(Stored items)
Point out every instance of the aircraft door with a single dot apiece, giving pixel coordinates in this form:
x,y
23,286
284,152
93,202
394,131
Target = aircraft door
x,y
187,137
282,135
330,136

Exercise prompt:
Please reproduce every line of all the items above, requests included, scaling each point coordinate in the answers by 2.05 and rounding to whole numbers, with halves rounded up. Leave all numbers in the requests, including their sample coordinates, unchanged.

Result of the exercise:
Point out every instance of the aircraft door with a single dot apiece, giving pixel coordinates in this form:
x,y
23,286
284,152
93,202
394,131
Target = aircraft door
x,y
383,281
578,277
677,279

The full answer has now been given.